• [GOAL OF THE EXERCISE]
Output only this range of the data below: the line that contains "Target: street" through the final line, both ends included, each retyped exactly.

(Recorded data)
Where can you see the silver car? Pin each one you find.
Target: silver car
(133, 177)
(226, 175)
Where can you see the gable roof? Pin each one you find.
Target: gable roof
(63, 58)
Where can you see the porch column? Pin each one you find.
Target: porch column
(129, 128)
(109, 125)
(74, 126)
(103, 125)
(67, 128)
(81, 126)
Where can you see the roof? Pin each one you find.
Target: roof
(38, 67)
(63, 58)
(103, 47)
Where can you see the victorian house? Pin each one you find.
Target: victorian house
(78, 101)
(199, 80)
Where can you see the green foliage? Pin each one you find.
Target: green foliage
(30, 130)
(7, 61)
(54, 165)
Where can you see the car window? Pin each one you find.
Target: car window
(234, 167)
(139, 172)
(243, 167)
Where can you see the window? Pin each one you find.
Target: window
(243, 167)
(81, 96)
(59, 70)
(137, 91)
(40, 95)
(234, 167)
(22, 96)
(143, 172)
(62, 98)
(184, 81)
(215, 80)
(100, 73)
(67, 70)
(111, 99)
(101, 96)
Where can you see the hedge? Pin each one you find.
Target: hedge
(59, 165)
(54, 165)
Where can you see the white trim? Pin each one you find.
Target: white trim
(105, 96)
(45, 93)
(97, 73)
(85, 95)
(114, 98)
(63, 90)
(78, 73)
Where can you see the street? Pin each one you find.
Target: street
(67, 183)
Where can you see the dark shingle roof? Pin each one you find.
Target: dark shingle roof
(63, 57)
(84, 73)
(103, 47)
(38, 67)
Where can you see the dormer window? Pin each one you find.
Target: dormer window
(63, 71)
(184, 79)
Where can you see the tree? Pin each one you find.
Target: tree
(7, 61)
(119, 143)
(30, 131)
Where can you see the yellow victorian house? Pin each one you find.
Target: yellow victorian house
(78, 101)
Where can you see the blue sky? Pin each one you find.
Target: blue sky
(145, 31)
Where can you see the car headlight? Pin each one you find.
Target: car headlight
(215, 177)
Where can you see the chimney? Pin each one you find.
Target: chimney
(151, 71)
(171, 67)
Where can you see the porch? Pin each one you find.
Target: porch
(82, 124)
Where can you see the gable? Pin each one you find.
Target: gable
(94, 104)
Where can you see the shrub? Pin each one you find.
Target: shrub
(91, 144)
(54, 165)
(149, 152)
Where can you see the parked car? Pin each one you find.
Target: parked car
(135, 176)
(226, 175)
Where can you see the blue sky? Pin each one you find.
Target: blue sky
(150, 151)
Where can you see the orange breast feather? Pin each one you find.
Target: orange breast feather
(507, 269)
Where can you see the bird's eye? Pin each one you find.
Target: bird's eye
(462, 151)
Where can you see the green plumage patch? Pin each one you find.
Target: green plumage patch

• [SOLUTION TO THE PROBLEM]
Target: street
(67, 183)
Where can you see the dark shingle roof? Pin each one you find.
Target: dark shingle roof
(63, 57)
(84, 73)
(103, 47)
(38, 67)
Where can you see the dormer window? Pin each one you find.
Target: dormer window
(63, 71)
(184, 79)
Where can you see the tree? Pin each one you find.
Target: tree
(7, 61)
(119, 143)
(30, 131)
Where can you see the yellow victorian house? Pin each one you find.
Target: yellow victorian house
(78, 101)
Where can you see the blue sky? Pin each one you find.
Target: blue sky
(145, 31)
Where can you see the car headlight? Pin each one you find.
Target: car headlight
(215, 177)
Where can you see the chimney? Pin each one you find.
Target: chimney
(151, 71)
(171, 67)
Where can you see the porch? Pin each one you find.
Target: porch
(82, 124)
Where can you see the gable? Pin each one you find.
Target: gable
(94, 104)
Where can you see the shrub? Pin each one you find.
Target: shrub
(91, 144)
(54, 165)
(149, 152)
Where can you see the parked car? Pin each one you find.
Target: parked car
(135, 176)
(226, 175)
Where can you see the blue sky? Pin each one you find.
Target: blue sky
(150, 151)
Where can you see the orange breast feather? Pin each one you find.
Target: orange breast feather
(507, 269)
Where can you see the bird's eye? Pin each one you find.
Target: bird's eye
(462, 151)
Where can you see the green plumage patch? Pin each one you find.
Target: green plumage patch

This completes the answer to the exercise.